• EXERCISE BRIEF:
Your answer must be an exact copy of the records, minus any pictures.

• GIVEN RECORDS:
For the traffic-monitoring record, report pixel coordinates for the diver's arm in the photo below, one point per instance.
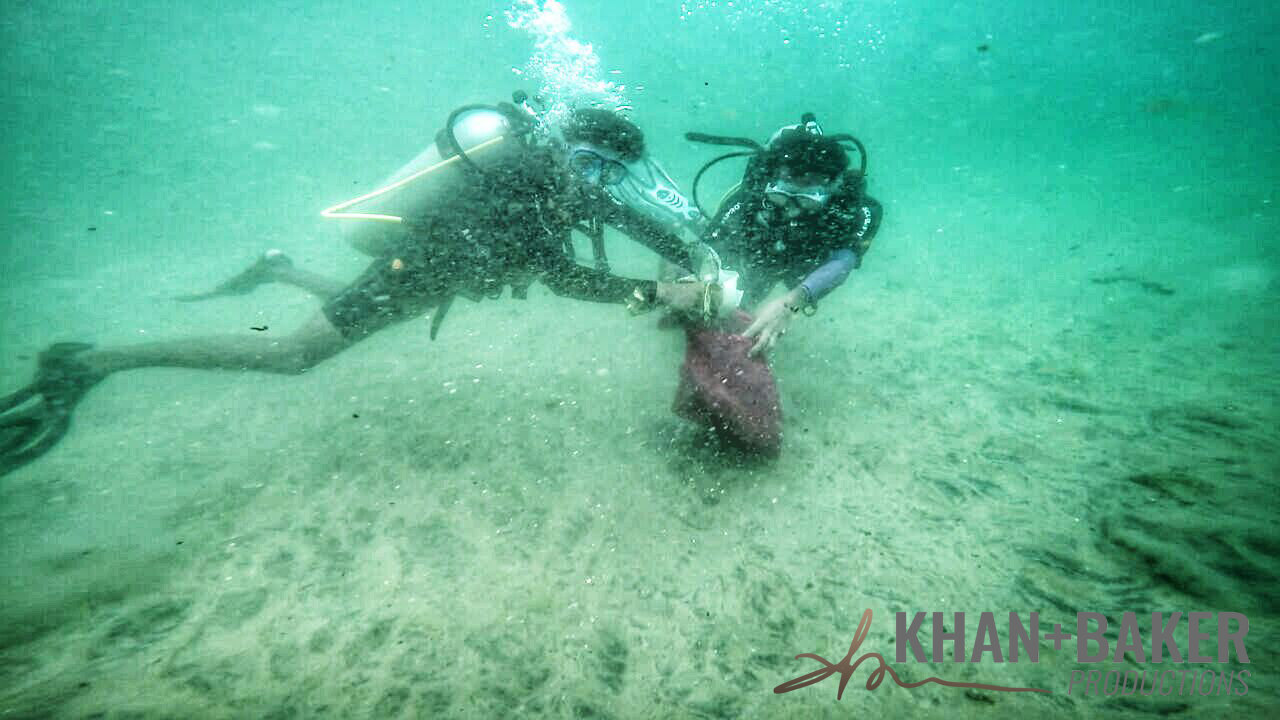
(832, 273)
(828, 276)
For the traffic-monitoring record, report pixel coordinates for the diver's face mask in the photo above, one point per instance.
(595, 165)
(800, 195)
(650, 191)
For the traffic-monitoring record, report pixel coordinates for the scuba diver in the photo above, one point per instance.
(490, 204)
(800, 217)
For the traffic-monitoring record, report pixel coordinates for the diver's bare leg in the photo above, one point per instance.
(35, 418)
(292, 354)
(273, 267)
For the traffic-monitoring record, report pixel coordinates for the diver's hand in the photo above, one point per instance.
(35, 418)
(771, 320)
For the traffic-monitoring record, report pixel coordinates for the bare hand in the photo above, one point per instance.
(771, 323)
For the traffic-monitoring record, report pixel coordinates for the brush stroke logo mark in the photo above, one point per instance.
(877, 675)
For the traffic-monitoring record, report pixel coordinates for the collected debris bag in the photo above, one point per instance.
(723, 388)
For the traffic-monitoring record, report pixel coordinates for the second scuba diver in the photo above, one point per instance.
(492, 204)
(800, 217)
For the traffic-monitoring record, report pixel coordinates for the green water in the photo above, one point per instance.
(1051, 387)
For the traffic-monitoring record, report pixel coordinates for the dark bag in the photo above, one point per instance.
(723, 388)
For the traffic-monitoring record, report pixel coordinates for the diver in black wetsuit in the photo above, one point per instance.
(800, 217)
(506, 222)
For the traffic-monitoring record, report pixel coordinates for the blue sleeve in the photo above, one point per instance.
(830, 274)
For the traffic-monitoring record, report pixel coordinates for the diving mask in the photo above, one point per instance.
(808, 197)
(649, 188)
(594, 167)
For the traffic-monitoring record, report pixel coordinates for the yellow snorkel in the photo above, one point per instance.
(337, 212)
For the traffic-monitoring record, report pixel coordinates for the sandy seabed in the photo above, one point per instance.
(508, 522)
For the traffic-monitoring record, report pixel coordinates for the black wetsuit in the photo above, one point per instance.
(814, 250)
(507, 227)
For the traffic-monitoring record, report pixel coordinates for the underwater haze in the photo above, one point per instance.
(1051, 387)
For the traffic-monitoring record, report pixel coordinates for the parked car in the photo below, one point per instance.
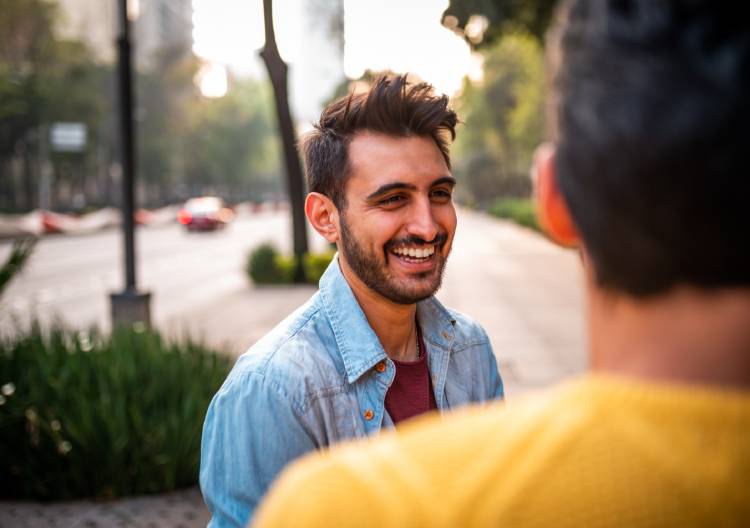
(205, 213)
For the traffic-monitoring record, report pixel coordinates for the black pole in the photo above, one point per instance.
(129, 306)
(277, 72)
(127, 143)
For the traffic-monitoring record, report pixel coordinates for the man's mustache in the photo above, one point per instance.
(439, 241)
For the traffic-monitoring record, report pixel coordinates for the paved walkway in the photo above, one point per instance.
(524, 290)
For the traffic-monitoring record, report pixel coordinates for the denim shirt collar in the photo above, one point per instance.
(357, 342)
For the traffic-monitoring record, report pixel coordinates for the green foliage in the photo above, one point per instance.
(266, 266)
(519, 211)
(504, 122)
(84, 414)
(502, 16)
(19, 256)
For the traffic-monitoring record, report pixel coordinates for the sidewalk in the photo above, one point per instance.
(525, 291)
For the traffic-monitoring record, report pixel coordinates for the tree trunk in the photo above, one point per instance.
(277, 72)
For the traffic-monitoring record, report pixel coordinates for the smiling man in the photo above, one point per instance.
(373, 347)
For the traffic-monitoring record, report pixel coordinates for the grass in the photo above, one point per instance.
(84, 414)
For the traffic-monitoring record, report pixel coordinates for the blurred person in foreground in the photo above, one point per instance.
(373, 347)
(647, 173)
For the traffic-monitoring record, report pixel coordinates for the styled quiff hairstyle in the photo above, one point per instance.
(651, 114)
(392, 106)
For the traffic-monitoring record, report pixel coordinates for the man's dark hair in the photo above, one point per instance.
(392, 106)
(650, 116)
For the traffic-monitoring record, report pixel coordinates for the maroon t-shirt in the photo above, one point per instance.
(411, 392)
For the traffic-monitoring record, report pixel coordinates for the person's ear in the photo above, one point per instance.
(323, 216)
(554, 214)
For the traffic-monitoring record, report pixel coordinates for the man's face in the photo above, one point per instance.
(397, 226)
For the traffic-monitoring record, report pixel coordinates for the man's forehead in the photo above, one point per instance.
(375, 159)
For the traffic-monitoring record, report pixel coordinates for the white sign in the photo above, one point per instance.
(68, 137)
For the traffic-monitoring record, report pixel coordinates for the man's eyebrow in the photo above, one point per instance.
(450, 180)
(388, 187)
(383, 189)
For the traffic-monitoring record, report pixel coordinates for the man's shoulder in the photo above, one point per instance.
(467, 332)
(298, 356)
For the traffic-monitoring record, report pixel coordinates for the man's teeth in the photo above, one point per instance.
(415, 252)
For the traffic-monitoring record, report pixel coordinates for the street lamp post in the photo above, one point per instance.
(130, 305)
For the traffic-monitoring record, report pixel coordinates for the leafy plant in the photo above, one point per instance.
(520, 211)
(266, 266)
(83, 414)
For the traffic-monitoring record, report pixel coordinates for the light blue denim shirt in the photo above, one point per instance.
(310, 382)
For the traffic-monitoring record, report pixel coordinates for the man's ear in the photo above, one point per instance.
(551, 207)
(323, 216)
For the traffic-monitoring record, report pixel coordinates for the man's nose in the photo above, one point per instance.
(422, 223)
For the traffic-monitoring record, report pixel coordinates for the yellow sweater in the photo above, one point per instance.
(591, 453)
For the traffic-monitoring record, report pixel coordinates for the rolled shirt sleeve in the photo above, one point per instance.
(252, 430)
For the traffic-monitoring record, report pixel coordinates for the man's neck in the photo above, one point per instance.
(393, 323)
(686, 336)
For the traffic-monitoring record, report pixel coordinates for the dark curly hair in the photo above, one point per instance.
(650, 111)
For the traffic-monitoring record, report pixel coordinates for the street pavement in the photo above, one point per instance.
(525, 291)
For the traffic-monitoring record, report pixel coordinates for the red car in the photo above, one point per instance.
(205, 214)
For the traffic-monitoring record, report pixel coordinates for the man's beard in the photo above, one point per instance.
(367, 266)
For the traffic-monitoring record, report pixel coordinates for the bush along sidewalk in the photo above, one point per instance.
(265, 265)
(84, 414)
(518, 210)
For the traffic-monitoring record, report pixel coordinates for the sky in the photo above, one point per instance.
(400, 35)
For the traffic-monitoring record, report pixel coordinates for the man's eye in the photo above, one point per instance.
(441, 194)
(391, 200)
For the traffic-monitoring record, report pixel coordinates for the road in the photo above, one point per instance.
(524, 290)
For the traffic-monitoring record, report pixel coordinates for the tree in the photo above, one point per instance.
(504, 121)
(231, 147)
(277, 71)
(44, 79)
(502, 16)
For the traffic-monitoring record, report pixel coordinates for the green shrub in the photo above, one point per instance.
(266, 266)
(84, 414)
(519, 210)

• OUTPUT BELOW:
For the traffic-monitoring record, report pixel coordinates for the diver's arm in the photo below, one point per instance.
(832, 273)
(828, 276)
For the traffic-monitoring record, report pixel coordinates for the diver's face mask in the photo above, one point per instance.
(595, 165)
(800, 195)
(650, 191)
For the traffic-monitoring record, report pixel coordinates for the scuba diver in the photo above, one point per instance.
(490, 204)
(800, 217)
For the traffic-monitoring record, report pixel coordinates for the diver's bare leg in the photo above, one point per instance.
(35, 418)
(292, 354)
(273, 267)
For the traffic-monitoring record, report pixel coordinates for the diver's hand in the photo above, one point per instance.
(35, 418)
(771, 320)
For the traffic-monitoring record, report pixel coordinates for the bare hand in the photo above, one point per instance.
(771, 323)
For the traffic-monitoring record, report pixel coordinates for the brush stroke logo mark in the photo above, one point per instance.
(877, 675)
For the traffic-monitoring record, report pixel coordinates for the collected debris bag in the photo above, one point per instance.
(723, 388)
For the traffic-monitoring record, report pixel coordinates for the second scuba diver in the photo above, one point per instance.
(492, 204)
(800, 217)
For the traffic-monitoring record, report pixel coordinates for the green water in the photo above, one point per instance.
(1051, 387)
For the traffic-monitoring record, report pixel coordinates for the dark bag in the photo above, one point per instance.
(723, 388)
For the traffic-monitoring record, report pixel coordinates for the diver in black wetsuit in the photo above, one point per instance.
(800, 217)
(506, 222)
For the traffic-monitoring record, report pixel coordinates for the blue sleeve in the photo above, one point per instance.
(830, 274)
For the traffic-monitoring record, report pixel coordinates for the diving mask in the photo above, one point per instance.
(808, 197)
(649, 188)
(594, 167)
For the traffic-monitoring record, report pixel coordinates for the yellow snorkel in the photo above, one point per instance.
(337, 212)
For the traffic-monitoring record, report pixel coordinates for the sandy seabed in the photo above, one point per instance.
(508, 522)
For the traffic-monitoring record, report pixel coordinates for the black wetsuit in the photo above, one point per instance.
(814, 250)
(507, 227)
For the traffic-monitoring record, report pixel coordinates for the underwater haze in the photo above, one point per instance.
(1051, 387)
For the traffic-monitoring record, report pixel coordinates for the parked car in the photo below, one point per instance.
(205, 213)
For the traffic-monitoring record, report pixel coordinates for the black pole in the photo above, one point per instance.
(129, 306)
(277, 72)
(127, 143)
For the traffic-monitoring record, report pixel coordinates for the man's mustache in the photo above, one point per instance.
(439, 241)
For the traffic-monitoring record, report pixel coordinates for the paved walkway in the photo above, one point per instance.
(524, 290)
For the traffic-monitoring record, report pixel coordinates for the denim shirt collar in the photo above, one point per instance.
(357, 342)
For the traffic-monitoring record, report pixel coordinates for the green foliage in the photo above, one point per instance.
(266, 266)
(519, 211)
(504, 122)
(84, 414)
(502, 16)
(19, 256)
For the traffic-monitoring record, report pixel coordinates for the sidewalk in the photo above, one point per instance.
(525, 291)
For the traffic-monitoring record, report pixel coordinates for the tree trunk in the photo above, one point per instance.
(277, 72)
For the traffic-monitoring record, report pixel coordinates for the smiling man in the photo above, one point per instance.
(373, 347)
For the traffic-monitoring record, report pixel coordinates for the grass in the photo above, one point per instance.
(84, 414)
For the traffic-monitoring record, report pixel coordinates for the blurred person in foreground in the photo above, one point per instance.
(373, 347)
(647, 173)
For the traffic-monitoring record, report pixel coordinates for the styled quiff hairstyle in the photo above, one point per instance.
(651, 114)
(392, 106)
For the traffic-monitoring record, report pixel coordinates for the man's dark hair in the photo above, one point per instance.
(392, 106)
(650, 116)
For the traffic-monitoring record, report pixel coordinates for the maroon t-shirt in the photo above, one point per instance.
(411, 392)
For the traffic-monitoring record, report pixel coordinates for the person's ear in the photo above, one point per instance.
(323, 216)
(554, 214)
For the traffic-monitoring record, report pixel coordinates for the man's face in the photo above, one point per instance.
(397, 226)
For the traffic-monitoring record, report pixel coordinates for the man's forehead in the photo above, one point per instance.
(375, 159)
For the traffic-monitoring record, report pixel coordinates for the white sign in the photo above, one point per instance.
(68, 137)
For the traffic-monitoring record, report pixel coordinates for the man's eyebrow in the photo above, one point per instance.
(450, 180)
(388, 187)
(383, 189)
For the traffic-monitoring record, report pixel coordinates for the man's shoulder in the photo above, one point per instance.
(467, 332)
(298, 356)
For the traffic-monitoring record, report pixel coordinates for the man's teeth in the photo above, one point per instance.
(415, 252)
For the traffic-monitoring record, report pixel coordinates for the street lamp post in the photo above, one point per instance.
(130, 305)
For the traffic-monitoring record, report pixel coordinates for the leafy plant in the photo above, one point per instance.
(520, 211)
(266, 266)
(83, 414)
For the traffic-monitoring record, report pixel coordinates for the light blue denim shirt in the photo above, one point per instance.
(310, 382)
For the traffic-monitoring record, report pixel coordinates for the man's ear in the photo above, one point per instance.
(551, 207)
(323, 216)
For the traffic-monitoring record, report pixel coordinates for the man's nose in the photo above, one point per instance.
(422, 223)
For the traffic-monitoring record, report pixel coordinates for the yellow sweater in the photo above, one point per instance.
(591, 453)
For the traffic-monitoring record, report pixel coordinates for the rolled shirt sleeve in the photo above, one point per instance.
(252, 430)
For the traffic-monitoring record, report pixel coordinates for the man's neck in the photo above, one point per instance.
(393, 323)
(686, 336)
For the traffic-monitoring record, report pixel coordinates for the dark curly hair in the photo above, one point per instance.
(650, 111)
For the traffic-monitoring record, report pixel coordinates for the street pavement in the photo above, one point per instance.
(525, 291)
For the traffic-monitoring record, report pixel coordinates for the red car in the photo above, one point per instance.
(205, 214)
For the traffic-monitoring record, report pixel coordinates for the man's beard in the photo above, one point per instance.
(367, 266)
For the traffic-monitoring record, report pixel coordinates for the bush along sidewalk in the photo above, one point per instance.
(265, 265)
(84, 414)
(518, 210)
For the traffic-monitoring record, report pixel coordinates for the sky in the photo above, one point per instance.
(400, 35)
For the traffic-monitoring record, report pixel coordinates for the man's eye in the photo above, one point per instance.
(441, 194)
(391, 200)
For the traffic-monitoring record, report pixel coordinates for the road in the photo above, one point per instance.
(524, 290)
For the traffic-monitoring record, report pixel coordinates for the tree in the photo above, one point per instance.
(504, 121)
(231, 147)
(277, 71)
(44, 79)
(502, 16)
For the traffic-monitoring record, report pixel coordinates for the green shrub in the photo above, one point per instance.
(266, 266)
(84, 414)
(519, 210)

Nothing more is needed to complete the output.